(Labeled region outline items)
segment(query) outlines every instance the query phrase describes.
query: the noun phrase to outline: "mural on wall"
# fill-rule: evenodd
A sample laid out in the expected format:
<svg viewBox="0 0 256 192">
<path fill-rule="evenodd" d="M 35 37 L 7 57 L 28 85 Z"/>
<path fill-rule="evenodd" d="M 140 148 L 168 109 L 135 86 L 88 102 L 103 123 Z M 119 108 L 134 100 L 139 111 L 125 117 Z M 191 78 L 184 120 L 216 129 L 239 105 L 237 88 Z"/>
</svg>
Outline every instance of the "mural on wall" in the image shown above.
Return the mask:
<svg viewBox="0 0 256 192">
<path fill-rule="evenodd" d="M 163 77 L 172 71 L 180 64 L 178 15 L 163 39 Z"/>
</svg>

Exercise directions
Arrange every line of the items above as a Markdown table with the columns "Row" and "Line", numbering the rows and omitting blank lines.

The result
| Row | Line |
|---|---|
| 1 | segment(query) outlines every instance the query phrase describes. |
| 2 | query: the noun phrase to outline: "mural on wall" |
| 3 | # fill-rule: evenodd |
| 4 | A sample laid out in the expected format: |
| 5 | <svg viewBox="0 0 256 192"> |
| 6 | <path fill-rule="evenodd" d="M 35 37 L 7 57 L 28 85 Z"/> |
| 7 | <path fill-rule="evenodd" d="M 140 148 L 168 109 L 135 86 L 88 102 L 103 123 Z M 119 108 L 134 100 L 139 111 L 125 117 Z M 191 78 L 184 120 L 216 129 L 239 105 L 237 88 Z"/> |
| 8 | </svg> |
| 9 | Outline every instance of the "mural on wall" in the image shown above. |
| 10 | Return the mask: |
| 11 | <svg viewBox="0 0 256 192"> |
| 12 | <path fill-rule="evenodd" d="M 163 77 L 172 71 L 180 64 L 178 15 L 163 39 Z"/> |
| 13 | </svg> |